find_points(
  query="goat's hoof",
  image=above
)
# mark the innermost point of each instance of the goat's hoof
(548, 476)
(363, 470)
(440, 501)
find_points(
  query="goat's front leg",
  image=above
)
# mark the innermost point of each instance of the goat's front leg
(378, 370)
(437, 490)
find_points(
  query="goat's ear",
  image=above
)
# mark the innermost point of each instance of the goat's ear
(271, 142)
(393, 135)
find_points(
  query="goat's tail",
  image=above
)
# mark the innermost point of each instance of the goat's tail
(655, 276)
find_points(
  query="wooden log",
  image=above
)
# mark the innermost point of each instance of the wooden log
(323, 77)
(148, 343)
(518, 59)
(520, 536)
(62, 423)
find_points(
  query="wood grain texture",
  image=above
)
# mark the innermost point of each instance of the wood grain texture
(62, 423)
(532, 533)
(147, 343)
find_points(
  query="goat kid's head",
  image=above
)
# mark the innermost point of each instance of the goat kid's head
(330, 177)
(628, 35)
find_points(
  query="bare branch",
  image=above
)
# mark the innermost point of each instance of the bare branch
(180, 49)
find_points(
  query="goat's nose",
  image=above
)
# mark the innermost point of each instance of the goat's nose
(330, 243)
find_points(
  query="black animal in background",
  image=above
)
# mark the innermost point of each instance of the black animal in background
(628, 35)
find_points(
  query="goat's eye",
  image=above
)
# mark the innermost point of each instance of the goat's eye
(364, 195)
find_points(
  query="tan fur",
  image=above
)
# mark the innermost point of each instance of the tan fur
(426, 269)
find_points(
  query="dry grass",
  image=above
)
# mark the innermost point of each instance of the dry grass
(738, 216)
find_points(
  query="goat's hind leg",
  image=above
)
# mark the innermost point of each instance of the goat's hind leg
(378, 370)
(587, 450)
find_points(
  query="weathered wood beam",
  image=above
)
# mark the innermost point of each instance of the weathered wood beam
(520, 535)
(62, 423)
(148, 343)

####

## Given instruction
Extract every one of the entries above and reproduce them verbatim, with no changes.

## Full answer
find_points(
  query="goat's hoof",
  image=above
)
# mark the innermost point of each instance of the goat's hoof
(548, 476)
(363, 470)
(440, 501)
find_points(
  query="goat's front leg",
  image=above
)
# mark the innermost point of each instance of the goat's front leg
(378, 370)
(437, 490)
find_points(
  query="goat's ear",
  image=above
)
# mark the innermost point of each instance of the goat's ear
(271, 142)
(393, 135)
find_points(
  query="goat's tail",
  image=above
)
# mark the innermost point of each instance of the goat's tail
(655, 276)
find_points(
  query="wooden log",
  image=above
)
# mark the innermost point of each instance of the wooden log
(323, 77)
(148, 343)
(518, 59)
(520, 536)
(62, 423)
find_points(
  query="wood grain texture",
  image=above
)
# mark the innermost point of each instance of the wood grain texture
(62, 423)
(532, 533)
(147, 343)
find_points(
  query="goat kid's head",
  image=above
)
# mark the innermost point of each instance of the goat kid's head
(330, 177)
(628, 35)
find_points(
  query="bare branch",
  image=above
)
# mark the innermost point of each instance of the bare branch
(180, 49)
find_points(
  query="goat's nose",
  image=above
)
# mark the innermost point of each instance of the goat's nose
(330, 243)
find_points(
  query="black animal in background",
  image=above
)
# mark the innermost point of each instance of the black animal in background
(628, 35)
find_points(
  query="goat's eye",
  image=above
)
# mark the innermost point of each instance of the goat's eye
(364, 195)
find_points(
  query="tan fur",
  image=above
)
# mark the innermost point of each instance of the tan fur
(426, 269)
find_points(
  query="dry grass",
  image=above
)
# mark the innermost point of each instance of the dry grass
(738, 216)
find_points(
  query="goat's hind leg",
  image=above
)
# mark the innermost point of each instance of the goat's hind leg
(378, 370)
(587, 450)
find_points(
  query="weathered wood beam",
  image=above
)
# mark the innermost point of each instance of the weathered wood beam
(520, 535)
(62, 423)
(148, 343)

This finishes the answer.